- [WHAT TO PRODUCE]:
Pick up the text about the cave wētā Talitropsis sedilloti after its last sentence and continue it.

- [EXERCISE TEXT]:
━━━━
Talitropsis sedilloti adults range from about 14mm for females to 18mm for males. Adults are a shiny, pale orange brown. Their hind tibiae have two rows of prominent spines on either side down most of the length. This feature helps distinguish them from other tokoriro (cave wētā) as others species have very fine spines. Juveniles are darker in colour with an evident yellow diamond on the dorsal abdominal surface.

== Taxonomy ==

Talitropsis is a New Zealand genus of wētā belonging to the family Rhaphidophoridae, all species have small to medium bodies and live in forests not caves. Two species are found only on the Chatham Islands, New Zealand.

The species T. sedilloti was first described by Ignacio Bolívar in 1882.

== Biology ==

=== Life history ===
The life cycle of T. sedilloti is usually complete in about two years. They need eight months to hatch from eggs from the time of laying, however, time span of the juveniles and adult is hard to assess. December and January is the optimal time of the year that adult start to be observed at night foraging. Mating has been observed in April.

Female T. sedilloti have long ovipositors used for laying eggs into soft wood, moss and soil. Palps and ovipositor are used to find a suitable spot, as the correct texture are a prerequisite for egg-laying, they are particularly choosy on the spot, often testing before selecting. There are maximum of two eggs laid in the same spot. Oviposition reach its peak between April and June, and hatching usually peak between December and January. Compound eyes of the embryo become visible through the chorion during embryo development stage. A dark brown cap appear at the vegetal pole of the egg just before hatching. Sometime the chorion becomes transparent and the embryo can be seen quite clearly through it. The number of pre-adult instars is variable both inter- and intraspecifically.

=== Diet ===
Cave wētā have small mouths. Although they are arboreal, they do not appear to utilise leaves as a nutrient source to any extent, instead, they eat fungi, algae and lichens growing on trees and rocks. Although protein is a preferred meal, they are not known to attack, but scavenge on any dead insects that they come across.

Some observations suggests that cave wētā "lick" native slugs, however, this is not officially reported. The licking behaviour in cave wētā is suspected as they can gain moisture and some nutrients from the slime.
━━━━
Photo-based referring expression data:
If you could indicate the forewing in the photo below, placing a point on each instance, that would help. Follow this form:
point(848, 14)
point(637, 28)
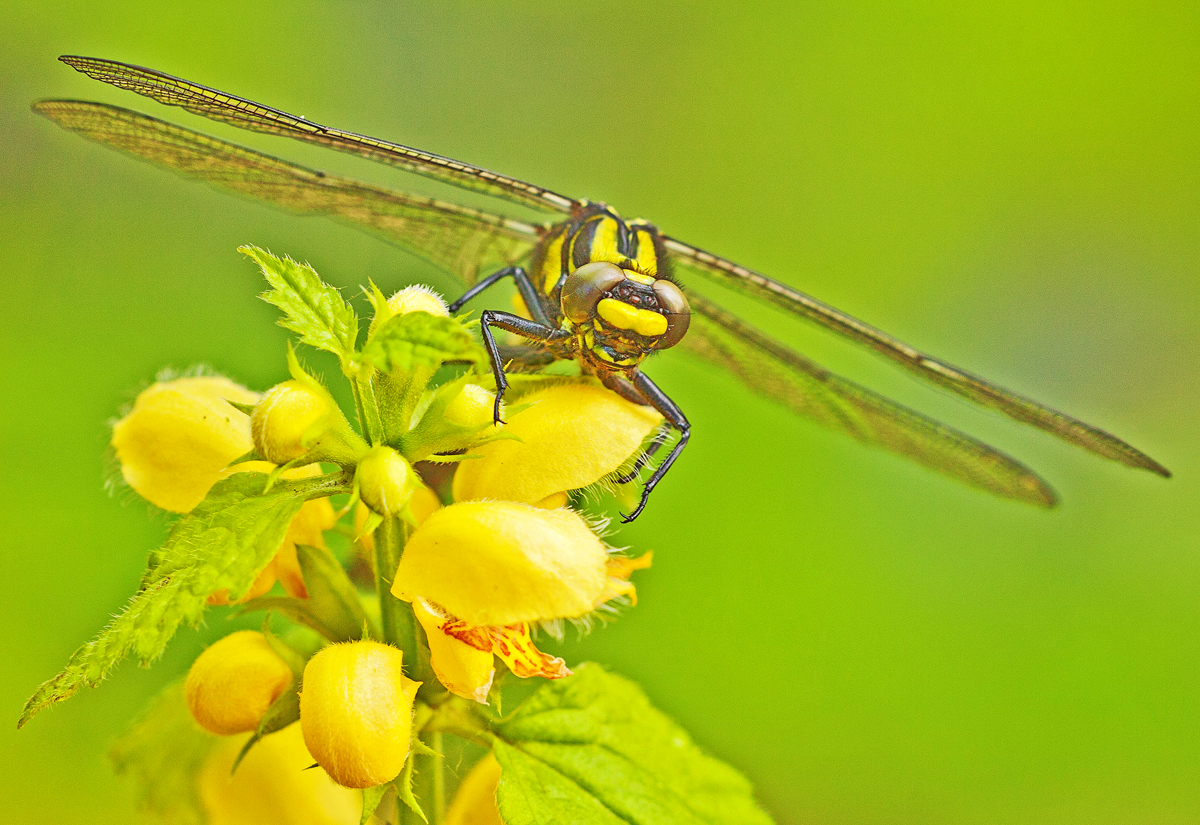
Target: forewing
point(688, 260)
point(250, 115)
point(774, 371)
point(456, 239)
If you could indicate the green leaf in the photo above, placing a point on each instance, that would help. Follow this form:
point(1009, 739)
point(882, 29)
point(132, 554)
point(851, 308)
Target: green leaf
point(331, 595)
point(297, 609)
point(312, 308)
point(223, 543)
point(162, 752)
point(591, 748)
point(403, 784)
point(371, 800)
point(420, 341)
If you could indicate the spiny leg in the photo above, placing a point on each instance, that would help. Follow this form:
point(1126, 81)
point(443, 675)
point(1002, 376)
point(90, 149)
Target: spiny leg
point(660, 438)
point(517, 325)
point(675, 416)
point(533, 301)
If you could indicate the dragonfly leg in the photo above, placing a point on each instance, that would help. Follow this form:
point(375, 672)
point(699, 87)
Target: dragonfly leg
point(517, 325)
point(675, 416)
point(660, 438)
point(533, 301)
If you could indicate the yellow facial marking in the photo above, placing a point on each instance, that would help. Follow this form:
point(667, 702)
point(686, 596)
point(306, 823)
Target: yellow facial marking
point(624, 317)
point(646, 257)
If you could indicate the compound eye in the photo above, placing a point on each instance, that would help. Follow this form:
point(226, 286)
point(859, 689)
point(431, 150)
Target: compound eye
point(586, 285)
point(675, 306)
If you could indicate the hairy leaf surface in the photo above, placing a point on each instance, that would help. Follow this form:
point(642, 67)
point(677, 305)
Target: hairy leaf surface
point(312, 308)
point(223, 543)
point(591, 748)
point(418, 339)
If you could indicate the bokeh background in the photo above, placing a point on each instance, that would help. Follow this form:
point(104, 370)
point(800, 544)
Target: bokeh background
point(1012, 186)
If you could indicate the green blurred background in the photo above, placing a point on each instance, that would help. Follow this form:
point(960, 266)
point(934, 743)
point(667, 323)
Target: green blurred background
point(1011, 186)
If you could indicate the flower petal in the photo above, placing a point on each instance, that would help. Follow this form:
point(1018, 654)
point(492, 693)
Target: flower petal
point(574, 435)
point(462, 668)
point(179, 438)
point(501, 562)
point(474, 804)
point(517, 650)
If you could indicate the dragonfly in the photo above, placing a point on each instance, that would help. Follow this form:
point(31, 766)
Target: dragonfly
point(597, 288)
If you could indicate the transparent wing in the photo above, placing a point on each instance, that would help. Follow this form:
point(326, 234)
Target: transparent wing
point(456, 239)
point(690, 260)
point(250, 115)
point(774, 371)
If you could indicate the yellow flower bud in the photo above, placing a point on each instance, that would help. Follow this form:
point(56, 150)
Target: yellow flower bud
point(573, 435)
point(234, 681)
point(474, 804)
point(499, 562)
point(288, 421)
point(385, 481)
point(473, 407)
point(307, 528)
point(463, 669)
point(271, 784)
point(357, 712)
point(417, 297)
point(179, 438)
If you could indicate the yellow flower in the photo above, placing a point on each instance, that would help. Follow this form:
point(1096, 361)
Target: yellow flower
point(385, 481)
point(474, 804)
point(573, 435)
point(357, 712)
point(178, 441)
point(271, 784)
point(307, 528)
point(463, 669)
point(417, 297)
point(501, 562)
point(289, 420)
point(179, 438)
point(234, 681)
point(479, 572)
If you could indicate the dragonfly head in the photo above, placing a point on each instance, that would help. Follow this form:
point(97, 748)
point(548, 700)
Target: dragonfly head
point(623, 314)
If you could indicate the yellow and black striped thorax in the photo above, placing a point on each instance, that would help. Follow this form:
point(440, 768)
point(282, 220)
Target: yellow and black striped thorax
point(606, 279)
point(597, 234)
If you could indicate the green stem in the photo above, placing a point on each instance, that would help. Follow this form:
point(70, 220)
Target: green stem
point(438, 766)
point(399, 624)
point(369, 407)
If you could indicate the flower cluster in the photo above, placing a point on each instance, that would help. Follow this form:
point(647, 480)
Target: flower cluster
point(466, 527)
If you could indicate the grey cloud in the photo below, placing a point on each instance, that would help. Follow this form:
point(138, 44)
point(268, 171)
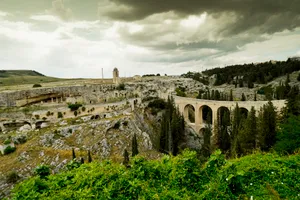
━━━━
- [EXERCISE ANSWER]:
=== Sexual dimorphism ===
The adult female is easily distinguished from the male by having a long, scimitar-like ovipositor projecting from the posterior end of its abdomen.

== Distribution and habitats ==

=== Habitats ===
Talitropsis sedilloti is widely spread throughout New Zealand's main islands and several small islands. In general cave wētā love damp, dark, cool environments, and are only active at night. Talitropsis sedilloti are found in rain forest habitats where they hide during the day in hollow tree branches using the same sort of tree holes as used by tree wētā (Hemideina).

Talitropsis sedilloti is common in various forest types on both main islands of New Zealand, and occurs in low numbers on Stewart Island.

Juvenile T. sedilloti are observed in the leaf litter of mixed podocarp-coastal forests and at night on tree trunks of tree-ferns (whekī, Dicksonia squarrosa), miro (P. ferruginea), kāmahi (Pterophylla racemosa), and Hall's tōtara (Podocarpus laetus). Adults are found on trunks of miro (Prumnopitys ferruginea) and rimu (Dacrydium cupressinum), both of the tree species are characterised by thick flaky bark that can provide ideal microhabitats for these wētā.

=== Distribution ===

Click here and here to be redirected to see the distribution of T. sedilloti in New Zealand.(update on distribution is currently under investigation).

Talitropsis sedilloti is wide spread across mainland New Zealand and genetic studies using mtDNA have found intraspecific genetic distance within this species are as high as 4.4% (max).